[[ Data for this exercise, beginning ]]

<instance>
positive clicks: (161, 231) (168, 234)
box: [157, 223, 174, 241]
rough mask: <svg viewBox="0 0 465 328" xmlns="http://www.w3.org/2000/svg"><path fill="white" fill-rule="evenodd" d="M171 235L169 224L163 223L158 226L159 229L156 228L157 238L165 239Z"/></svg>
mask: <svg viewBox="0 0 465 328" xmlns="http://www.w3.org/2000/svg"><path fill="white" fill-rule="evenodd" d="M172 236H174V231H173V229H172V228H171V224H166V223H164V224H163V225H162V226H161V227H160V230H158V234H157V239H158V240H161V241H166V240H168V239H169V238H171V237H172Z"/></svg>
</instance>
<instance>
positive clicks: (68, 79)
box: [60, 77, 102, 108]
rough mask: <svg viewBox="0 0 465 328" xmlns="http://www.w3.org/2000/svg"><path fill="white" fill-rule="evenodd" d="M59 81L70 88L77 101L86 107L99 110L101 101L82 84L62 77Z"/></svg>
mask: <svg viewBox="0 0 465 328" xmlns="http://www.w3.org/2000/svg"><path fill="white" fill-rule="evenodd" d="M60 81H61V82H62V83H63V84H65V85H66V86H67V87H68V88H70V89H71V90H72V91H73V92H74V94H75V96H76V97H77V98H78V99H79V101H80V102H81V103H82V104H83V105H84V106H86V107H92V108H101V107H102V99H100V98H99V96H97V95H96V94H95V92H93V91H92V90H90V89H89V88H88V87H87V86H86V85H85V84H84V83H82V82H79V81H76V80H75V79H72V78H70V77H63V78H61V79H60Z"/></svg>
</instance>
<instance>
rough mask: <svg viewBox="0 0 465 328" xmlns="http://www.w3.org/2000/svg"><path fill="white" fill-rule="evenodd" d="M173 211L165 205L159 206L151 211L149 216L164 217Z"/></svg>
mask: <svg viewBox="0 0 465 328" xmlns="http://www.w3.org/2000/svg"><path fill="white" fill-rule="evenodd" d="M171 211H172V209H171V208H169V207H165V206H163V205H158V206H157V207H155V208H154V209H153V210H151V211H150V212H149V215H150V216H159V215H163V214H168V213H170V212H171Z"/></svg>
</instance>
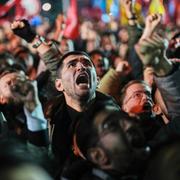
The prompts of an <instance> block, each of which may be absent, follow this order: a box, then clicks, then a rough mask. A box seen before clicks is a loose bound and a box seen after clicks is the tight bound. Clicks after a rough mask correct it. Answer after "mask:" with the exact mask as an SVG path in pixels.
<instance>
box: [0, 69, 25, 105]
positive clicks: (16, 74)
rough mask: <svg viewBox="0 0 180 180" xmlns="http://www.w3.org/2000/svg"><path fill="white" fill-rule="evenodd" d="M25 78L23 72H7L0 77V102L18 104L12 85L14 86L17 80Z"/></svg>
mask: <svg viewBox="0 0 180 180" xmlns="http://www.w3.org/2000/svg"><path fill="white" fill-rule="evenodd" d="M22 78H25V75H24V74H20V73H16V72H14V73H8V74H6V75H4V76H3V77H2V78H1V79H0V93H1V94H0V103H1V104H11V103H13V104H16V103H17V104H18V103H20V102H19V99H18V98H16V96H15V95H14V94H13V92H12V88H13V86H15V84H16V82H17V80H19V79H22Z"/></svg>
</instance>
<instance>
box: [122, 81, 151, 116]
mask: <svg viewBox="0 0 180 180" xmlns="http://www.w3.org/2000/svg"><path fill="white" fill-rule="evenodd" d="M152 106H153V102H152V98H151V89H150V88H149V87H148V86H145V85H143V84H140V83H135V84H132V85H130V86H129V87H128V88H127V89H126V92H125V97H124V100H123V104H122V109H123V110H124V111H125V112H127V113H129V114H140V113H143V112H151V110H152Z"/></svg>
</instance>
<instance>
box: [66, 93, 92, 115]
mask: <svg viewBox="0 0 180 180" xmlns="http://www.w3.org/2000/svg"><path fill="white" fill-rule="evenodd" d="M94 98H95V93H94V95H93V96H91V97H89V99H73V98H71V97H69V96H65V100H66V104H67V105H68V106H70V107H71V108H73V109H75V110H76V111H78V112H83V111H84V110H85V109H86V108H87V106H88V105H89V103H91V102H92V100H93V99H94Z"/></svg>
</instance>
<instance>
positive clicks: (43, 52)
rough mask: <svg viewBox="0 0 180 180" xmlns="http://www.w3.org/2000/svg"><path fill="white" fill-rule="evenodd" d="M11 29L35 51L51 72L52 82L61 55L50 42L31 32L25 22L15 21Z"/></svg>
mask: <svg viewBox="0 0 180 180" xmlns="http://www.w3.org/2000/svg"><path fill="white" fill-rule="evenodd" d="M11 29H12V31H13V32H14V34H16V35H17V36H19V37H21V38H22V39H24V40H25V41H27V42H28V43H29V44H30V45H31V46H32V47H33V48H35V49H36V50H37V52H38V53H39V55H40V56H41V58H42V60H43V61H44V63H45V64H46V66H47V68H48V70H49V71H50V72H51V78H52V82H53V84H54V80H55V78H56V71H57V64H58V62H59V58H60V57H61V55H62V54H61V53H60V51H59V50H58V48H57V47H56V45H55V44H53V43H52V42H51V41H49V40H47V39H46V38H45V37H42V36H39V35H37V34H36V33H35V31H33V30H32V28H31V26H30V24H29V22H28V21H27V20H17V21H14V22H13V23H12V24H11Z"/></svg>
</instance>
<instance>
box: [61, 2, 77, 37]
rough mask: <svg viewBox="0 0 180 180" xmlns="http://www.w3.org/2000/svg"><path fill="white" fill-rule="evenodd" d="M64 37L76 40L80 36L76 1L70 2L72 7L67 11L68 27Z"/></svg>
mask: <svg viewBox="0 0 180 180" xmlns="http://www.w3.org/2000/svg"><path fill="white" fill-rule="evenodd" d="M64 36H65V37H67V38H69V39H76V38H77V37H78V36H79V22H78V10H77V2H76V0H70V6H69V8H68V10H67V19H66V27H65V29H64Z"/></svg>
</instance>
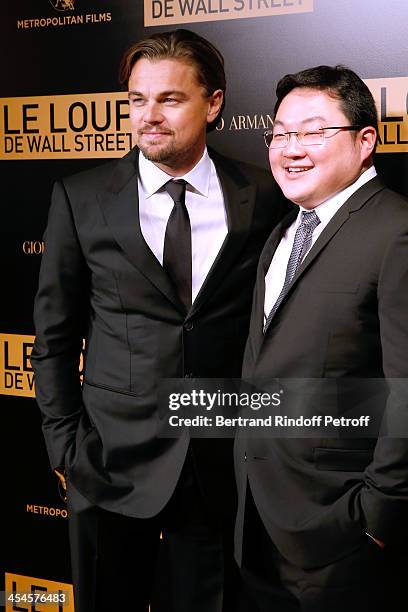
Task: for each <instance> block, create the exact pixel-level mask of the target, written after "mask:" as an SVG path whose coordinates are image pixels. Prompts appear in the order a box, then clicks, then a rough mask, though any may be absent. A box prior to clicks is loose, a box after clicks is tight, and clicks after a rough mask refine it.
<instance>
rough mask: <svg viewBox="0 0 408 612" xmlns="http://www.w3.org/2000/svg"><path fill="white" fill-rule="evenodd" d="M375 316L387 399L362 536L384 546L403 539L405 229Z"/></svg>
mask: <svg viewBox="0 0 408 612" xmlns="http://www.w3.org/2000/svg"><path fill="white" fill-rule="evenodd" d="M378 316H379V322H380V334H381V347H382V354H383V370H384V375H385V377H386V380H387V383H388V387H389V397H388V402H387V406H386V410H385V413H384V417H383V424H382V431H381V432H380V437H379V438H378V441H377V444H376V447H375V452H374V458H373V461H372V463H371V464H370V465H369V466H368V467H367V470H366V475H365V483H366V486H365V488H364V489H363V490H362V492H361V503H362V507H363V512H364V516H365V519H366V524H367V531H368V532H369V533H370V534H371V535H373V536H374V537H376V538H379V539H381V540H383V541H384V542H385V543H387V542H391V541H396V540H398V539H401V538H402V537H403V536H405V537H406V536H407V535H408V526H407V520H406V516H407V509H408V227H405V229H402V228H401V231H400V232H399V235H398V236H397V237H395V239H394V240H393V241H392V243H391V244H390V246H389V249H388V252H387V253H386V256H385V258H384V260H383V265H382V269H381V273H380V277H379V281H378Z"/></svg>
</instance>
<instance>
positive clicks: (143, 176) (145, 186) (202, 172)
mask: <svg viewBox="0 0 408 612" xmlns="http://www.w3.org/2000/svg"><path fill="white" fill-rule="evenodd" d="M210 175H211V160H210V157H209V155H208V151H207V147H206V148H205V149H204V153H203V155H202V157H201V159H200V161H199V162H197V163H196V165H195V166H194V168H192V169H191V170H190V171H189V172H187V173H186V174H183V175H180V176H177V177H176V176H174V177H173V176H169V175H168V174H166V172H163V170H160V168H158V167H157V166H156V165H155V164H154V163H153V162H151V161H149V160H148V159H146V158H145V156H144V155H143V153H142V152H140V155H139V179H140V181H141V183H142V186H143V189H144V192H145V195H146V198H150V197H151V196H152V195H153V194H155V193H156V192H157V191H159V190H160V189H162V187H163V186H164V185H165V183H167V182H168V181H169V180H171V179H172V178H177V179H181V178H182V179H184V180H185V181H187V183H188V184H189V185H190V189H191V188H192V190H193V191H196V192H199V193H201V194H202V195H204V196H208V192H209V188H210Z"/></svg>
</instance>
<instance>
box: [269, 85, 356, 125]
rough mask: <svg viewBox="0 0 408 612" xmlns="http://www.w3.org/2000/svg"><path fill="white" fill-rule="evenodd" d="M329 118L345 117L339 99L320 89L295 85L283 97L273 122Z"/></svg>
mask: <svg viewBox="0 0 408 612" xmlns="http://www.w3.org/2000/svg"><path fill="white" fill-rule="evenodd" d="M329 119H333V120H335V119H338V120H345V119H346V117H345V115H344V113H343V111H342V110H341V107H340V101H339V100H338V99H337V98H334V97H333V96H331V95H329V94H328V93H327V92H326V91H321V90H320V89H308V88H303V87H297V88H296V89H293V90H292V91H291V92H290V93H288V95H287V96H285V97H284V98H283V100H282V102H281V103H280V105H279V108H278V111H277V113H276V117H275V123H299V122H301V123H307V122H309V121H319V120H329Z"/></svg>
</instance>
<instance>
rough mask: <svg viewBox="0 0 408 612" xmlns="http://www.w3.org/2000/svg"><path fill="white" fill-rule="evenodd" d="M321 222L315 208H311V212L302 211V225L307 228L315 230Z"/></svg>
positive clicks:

[[ Data for this exercise, end ]]
[[ Data for this exercise, beginning ]]

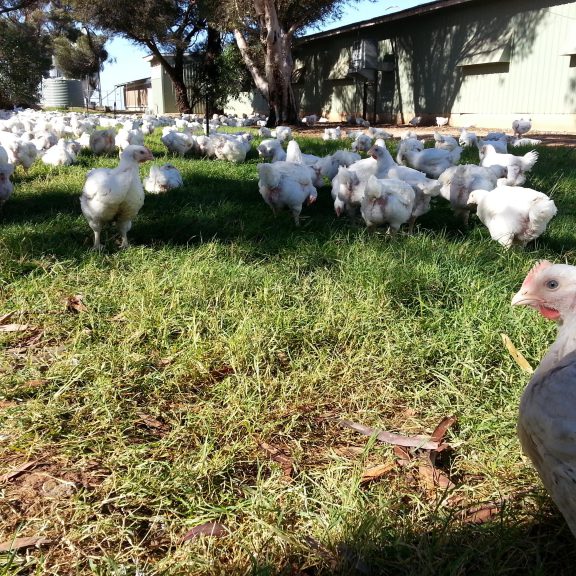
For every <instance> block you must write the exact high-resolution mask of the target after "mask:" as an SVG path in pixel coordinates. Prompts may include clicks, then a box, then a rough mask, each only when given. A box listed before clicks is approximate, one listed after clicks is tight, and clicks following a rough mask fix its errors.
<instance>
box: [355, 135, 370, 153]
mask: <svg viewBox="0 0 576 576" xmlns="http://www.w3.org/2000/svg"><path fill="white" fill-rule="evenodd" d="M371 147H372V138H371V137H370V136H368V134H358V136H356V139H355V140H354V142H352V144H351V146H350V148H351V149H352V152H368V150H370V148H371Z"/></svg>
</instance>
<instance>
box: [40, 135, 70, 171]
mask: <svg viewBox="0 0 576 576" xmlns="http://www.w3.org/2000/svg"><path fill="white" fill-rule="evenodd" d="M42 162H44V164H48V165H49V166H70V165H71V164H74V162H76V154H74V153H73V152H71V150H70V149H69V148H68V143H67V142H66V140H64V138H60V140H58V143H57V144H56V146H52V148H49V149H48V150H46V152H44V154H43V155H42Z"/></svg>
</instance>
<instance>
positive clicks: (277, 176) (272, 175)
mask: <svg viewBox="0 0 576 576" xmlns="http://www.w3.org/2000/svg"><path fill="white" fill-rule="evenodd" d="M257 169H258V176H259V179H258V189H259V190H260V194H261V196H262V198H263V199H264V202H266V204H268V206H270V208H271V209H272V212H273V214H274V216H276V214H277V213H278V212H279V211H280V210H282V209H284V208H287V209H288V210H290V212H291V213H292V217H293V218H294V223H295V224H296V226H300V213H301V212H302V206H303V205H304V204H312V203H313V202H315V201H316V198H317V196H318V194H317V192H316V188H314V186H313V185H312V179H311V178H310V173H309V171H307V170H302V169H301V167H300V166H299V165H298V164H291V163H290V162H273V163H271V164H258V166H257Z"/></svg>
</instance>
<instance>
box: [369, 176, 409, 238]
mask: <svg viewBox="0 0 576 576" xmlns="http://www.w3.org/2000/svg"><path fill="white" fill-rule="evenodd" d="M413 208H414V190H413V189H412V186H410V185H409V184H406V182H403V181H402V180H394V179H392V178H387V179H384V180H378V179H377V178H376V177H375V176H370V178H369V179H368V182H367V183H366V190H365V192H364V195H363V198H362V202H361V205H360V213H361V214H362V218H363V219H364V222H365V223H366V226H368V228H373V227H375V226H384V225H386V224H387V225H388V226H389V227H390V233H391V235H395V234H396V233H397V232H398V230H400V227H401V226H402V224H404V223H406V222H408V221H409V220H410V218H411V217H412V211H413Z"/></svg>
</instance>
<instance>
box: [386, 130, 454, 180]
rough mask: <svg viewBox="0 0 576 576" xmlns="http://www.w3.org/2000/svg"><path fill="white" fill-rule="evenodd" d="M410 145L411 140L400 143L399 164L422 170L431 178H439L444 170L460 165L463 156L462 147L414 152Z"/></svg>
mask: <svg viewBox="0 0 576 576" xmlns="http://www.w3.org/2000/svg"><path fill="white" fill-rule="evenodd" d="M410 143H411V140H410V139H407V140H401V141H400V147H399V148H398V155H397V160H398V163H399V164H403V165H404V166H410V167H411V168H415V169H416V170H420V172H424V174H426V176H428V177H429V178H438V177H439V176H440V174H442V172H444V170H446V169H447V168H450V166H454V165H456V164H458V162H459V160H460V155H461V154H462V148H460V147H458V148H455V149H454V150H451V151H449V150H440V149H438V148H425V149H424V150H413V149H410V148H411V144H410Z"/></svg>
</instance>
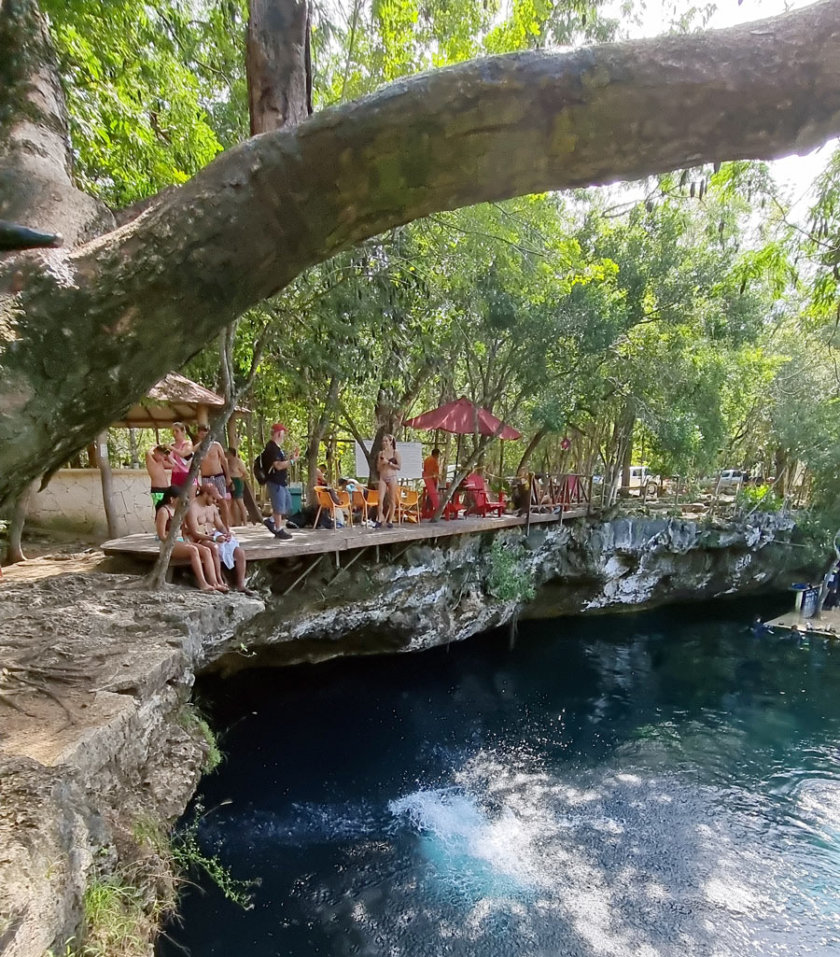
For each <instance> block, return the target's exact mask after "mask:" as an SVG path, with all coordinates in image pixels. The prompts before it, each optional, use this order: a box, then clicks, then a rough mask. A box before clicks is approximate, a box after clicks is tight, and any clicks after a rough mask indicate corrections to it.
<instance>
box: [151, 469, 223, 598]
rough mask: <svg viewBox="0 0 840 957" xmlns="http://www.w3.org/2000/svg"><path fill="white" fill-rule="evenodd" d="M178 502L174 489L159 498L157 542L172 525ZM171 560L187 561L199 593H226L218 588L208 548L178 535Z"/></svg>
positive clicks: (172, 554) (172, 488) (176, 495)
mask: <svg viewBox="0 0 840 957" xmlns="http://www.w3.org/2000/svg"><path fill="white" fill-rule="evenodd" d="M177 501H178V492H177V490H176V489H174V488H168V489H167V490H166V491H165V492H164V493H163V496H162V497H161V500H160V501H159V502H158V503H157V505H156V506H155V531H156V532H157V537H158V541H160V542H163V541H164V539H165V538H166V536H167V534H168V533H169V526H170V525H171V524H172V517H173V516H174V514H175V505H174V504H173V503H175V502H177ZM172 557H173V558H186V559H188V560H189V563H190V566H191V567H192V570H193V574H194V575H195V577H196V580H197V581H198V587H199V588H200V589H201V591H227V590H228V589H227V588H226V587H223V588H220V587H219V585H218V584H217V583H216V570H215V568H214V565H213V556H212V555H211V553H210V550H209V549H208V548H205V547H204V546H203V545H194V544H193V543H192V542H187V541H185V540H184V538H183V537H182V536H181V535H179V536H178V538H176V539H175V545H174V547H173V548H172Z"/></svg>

[[ Data for this exercise, end ]]
[[ Data for this exercise, beginning ]]

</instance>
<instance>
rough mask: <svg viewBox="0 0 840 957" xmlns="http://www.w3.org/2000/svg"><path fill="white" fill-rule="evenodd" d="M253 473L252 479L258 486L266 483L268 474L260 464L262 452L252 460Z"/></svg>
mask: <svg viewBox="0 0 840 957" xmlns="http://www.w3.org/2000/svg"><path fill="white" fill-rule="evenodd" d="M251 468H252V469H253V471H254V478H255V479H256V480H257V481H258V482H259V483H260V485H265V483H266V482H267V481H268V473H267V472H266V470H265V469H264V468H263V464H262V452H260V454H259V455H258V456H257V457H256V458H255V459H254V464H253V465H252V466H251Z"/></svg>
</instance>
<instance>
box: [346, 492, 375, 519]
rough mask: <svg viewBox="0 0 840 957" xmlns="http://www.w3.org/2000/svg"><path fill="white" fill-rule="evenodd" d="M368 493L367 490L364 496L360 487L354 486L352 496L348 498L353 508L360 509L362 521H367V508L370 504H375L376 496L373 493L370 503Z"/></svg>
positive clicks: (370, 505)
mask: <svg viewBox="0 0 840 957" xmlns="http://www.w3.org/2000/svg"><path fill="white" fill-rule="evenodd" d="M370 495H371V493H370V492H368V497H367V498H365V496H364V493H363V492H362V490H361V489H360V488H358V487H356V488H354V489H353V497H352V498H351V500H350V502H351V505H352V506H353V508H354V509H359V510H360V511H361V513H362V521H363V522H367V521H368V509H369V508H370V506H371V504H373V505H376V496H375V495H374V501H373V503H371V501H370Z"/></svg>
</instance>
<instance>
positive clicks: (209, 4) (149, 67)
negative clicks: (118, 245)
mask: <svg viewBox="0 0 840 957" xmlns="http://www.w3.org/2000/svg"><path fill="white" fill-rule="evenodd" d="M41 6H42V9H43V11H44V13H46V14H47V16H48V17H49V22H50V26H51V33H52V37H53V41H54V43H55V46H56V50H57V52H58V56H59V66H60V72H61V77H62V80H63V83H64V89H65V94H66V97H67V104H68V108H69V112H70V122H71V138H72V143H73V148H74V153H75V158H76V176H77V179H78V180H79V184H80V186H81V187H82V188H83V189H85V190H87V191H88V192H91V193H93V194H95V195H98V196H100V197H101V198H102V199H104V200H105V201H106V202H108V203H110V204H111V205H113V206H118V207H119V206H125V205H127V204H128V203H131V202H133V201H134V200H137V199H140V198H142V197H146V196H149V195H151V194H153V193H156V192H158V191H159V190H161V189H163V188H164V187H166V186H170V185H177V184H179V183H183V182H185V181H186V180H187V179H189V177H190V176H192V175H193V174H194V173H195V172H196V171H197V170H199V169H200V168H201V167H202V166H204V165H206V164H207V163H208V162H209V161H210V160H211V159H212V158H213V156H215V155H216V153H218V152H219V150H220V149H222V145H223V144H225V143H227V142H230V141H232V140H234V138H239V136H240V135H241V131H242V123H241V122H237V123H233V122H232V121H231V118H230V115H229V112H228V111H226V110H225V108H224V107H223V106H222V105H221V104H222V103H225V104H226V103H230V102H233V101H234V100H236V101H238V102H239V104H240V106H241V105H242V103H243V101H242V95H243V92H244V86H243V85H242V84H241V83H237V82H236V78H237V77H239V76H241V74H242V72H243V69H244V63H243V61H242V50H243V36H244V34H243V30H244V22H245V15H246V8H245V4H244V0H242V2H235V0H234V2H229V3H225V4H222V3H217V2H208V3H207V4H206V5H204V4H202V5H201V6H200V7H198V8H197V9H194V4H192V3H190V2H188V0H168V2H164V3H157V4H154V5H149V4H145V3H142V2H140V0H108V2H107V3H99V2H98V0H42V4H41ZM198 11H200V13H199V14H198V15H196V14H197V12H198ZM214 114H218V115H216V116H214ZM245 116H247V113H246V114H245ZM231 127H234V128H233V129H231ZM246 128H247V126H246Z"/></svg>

[[ Data for this exercise, end ]]

# Problem statement
Where a line above holds the word "absent", copy it.

# Solution
The prompts of an <instance> block, each of which may be absent, follow this order: a box, then clicks, then a rough mask. A box seen before clicks is a loose bound and a box seen after clicks is the tight bound. Clicks after a rough mask correct it. Answer after "mask:" with the exact mask as an SVG path in pixels.
Task: for each <instance> block, create the exact pixel-level mask of the target, written after "mask:" as an SVG path whose coordinates are image pixels. Prompts appear in the order a box, then clicks, then a rough mask, though any may be absent. A box prior to clicks is loose, a box after clicks is tight, and clicks after a rough mask refine it.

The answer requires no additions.